[Data records]
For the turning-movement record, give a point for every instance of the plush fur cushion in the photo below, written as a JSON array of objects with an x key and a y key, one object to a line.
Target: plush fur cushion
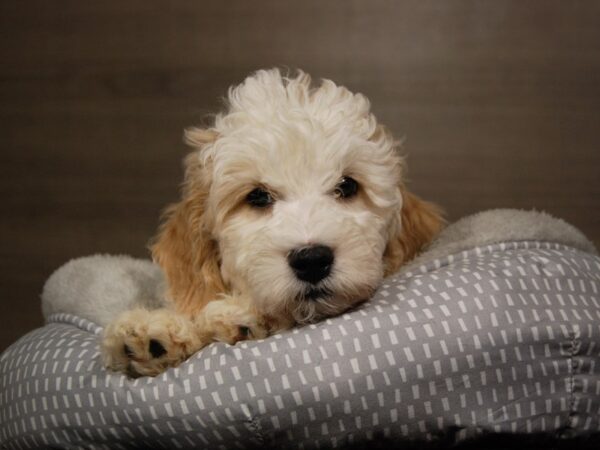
[{"x": 478, "y": 337}]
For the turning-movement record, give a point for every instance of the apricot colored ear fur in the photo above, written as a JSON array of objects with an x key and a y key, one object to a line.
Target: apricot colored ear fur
[
  {"x": 184, "y": 248},
  {"x": 420, "y": 221}
]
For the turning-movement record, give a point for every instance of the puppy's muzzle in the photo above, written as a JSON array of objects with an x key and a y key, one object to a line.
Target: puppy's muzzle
[{"x": 312, "y": 263}]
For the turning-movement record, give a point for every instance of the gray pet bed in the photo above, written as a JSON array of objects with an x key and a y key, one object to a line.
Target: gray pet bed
[{"x": 493, "y": 332}]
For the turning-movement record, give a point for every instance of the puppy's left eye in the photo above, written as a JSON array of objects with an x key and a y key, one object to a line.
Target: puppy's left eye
[
  {"x": 259, "y": 198},
  {"x": 346, "y": 188}
]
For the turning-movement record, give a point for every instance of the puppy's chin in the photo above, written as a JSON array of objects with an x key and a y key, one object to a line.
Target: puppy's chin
[{"x": 314, "y": 304}]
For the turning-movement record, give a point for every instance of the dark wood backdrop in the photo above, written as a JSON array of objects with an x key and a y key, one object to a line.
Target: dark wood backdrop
[{"x": 499, "y": 102}]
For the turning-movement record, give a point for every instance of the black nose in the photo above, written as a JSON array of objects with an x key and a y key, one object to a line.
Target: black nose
[{"x": 312, "y": 263}]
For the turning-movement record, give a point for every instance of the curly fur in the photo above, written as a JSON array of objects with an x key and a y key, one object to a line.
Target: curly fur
[{"x": 297, "y": 141}]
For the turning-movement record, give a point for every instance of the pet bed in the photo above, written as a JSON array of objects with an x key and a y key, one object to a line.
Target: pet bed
[{"x": 492, "y": 332}]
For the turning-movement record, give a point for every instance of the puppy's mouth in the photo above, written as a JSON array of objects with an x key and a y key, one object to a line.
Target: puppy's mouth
[{"x": 314, "y": 293}]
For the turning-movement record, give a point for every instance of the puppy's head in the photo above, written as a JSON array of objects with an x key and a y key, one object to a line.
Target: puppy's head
[{"x": 293, "y": 198}]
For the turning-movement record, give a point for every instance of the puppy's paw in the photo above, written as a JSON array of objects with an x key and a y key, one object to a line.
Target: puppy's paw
[
  {"x": 145, "y": 343},
  {"x": 227, "y": 321}
]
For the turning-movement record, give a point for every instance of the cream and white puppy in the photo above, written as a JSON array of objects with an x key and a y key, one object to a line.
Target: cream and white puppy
[{"x": 293, "y": 209}]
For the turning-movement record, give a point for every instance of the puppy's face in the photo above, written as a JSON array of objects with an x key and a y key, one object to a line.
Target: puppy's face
[{"x": 303, "y": 196}]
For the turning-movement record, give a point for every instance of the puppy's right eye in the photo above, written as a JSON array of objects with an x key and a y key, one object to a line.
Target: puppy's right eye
[{"x": 259, "y": 198}]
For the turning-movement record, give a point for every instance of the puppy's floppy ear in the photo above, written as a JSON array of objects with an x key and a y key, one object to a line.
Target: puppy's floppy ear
[
  {"x": 183, "y": 247},
  {"x": 416, "y": 224}
]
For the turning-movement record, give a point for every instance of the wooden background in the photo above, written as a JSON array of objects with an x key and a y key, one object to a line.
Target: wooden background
[{"x": 499, "y": 102}]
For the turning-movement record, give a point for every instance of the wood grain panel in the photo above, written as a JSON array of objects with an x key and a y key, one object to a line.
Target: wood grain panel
[{"x": 499, "y": 103}]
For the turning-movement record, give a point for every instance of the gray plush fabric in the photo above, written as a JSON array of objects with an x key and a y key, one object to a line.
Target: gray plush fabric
[
  {"x": 496, "y": 339},
  {"x": 99, "y": 287}
]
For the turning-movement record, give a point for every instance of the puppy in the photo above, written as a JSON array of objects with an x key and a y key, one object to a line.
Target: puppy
[{"x": 293, "y": 209}]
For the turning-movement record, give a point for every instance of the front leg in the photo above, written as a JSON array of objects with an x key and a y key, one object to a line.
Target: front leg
[
  {"x": 144, "y": 342},
  {"x": 230, "y": 319}
]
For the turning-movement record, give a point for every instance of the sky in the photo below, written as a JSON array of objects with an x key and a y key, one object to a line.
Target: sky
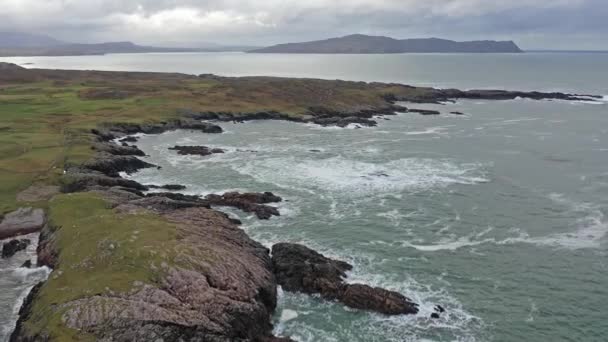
[{"x": 533, "y": 24}]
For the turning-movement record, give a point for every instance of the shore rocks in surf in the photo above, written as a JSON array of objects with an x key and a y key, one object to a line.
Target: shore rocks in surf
[
  {"x": 222, "y": 289},
  {"x": 300, "y": 269},
  {"x": 248, "y": 202},
  {"x": 12, "y": 247},
  {"x": 196, "y": 150},
  {"x": 123, "y": 130},
  {"x": 171, "y": 187},
  {"x": 111, "y": 165},
  {"x": 423, "y": 111},
  {"x": 21, "y": 222}
]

[Task statement]
Check each line of the listing above. Copy the ones with the word "below".

[Result]
For the turning-movement record, give a point for every instance of the plush fur cushion in the photo below, written as a JSON array of objects with an x key and a y key, one object to a line.
For the turning-movement record, give a point for every instance of the sky in the photo below, written as a JSON array of objects with an x key and a y key, one object to a line.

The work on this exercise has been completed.